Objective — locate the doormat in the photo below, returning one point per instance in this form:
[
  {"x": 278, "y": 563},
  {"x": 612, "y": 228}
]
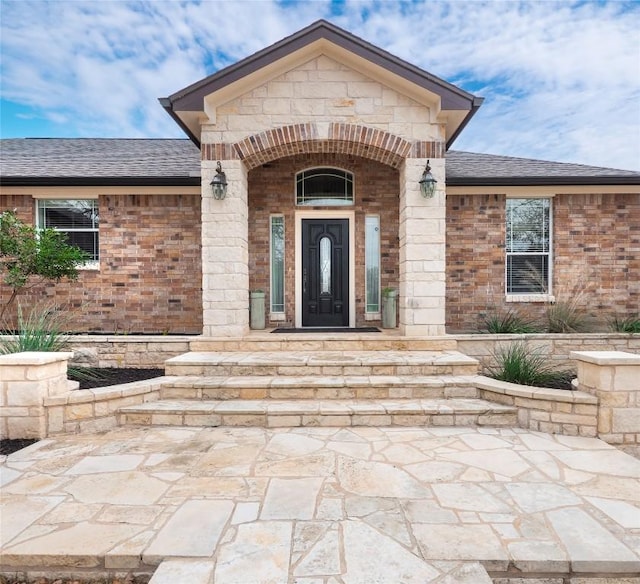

Task to complete :: Copy the data above word for word, keeping every line and symbol. Leave out the picture.

The result ::
Objective — locate the doormat in the photo below, returning one point per instance in this form:
[
  {"x": 278, "y": 563},
  {"x": 612, "y": 228}
]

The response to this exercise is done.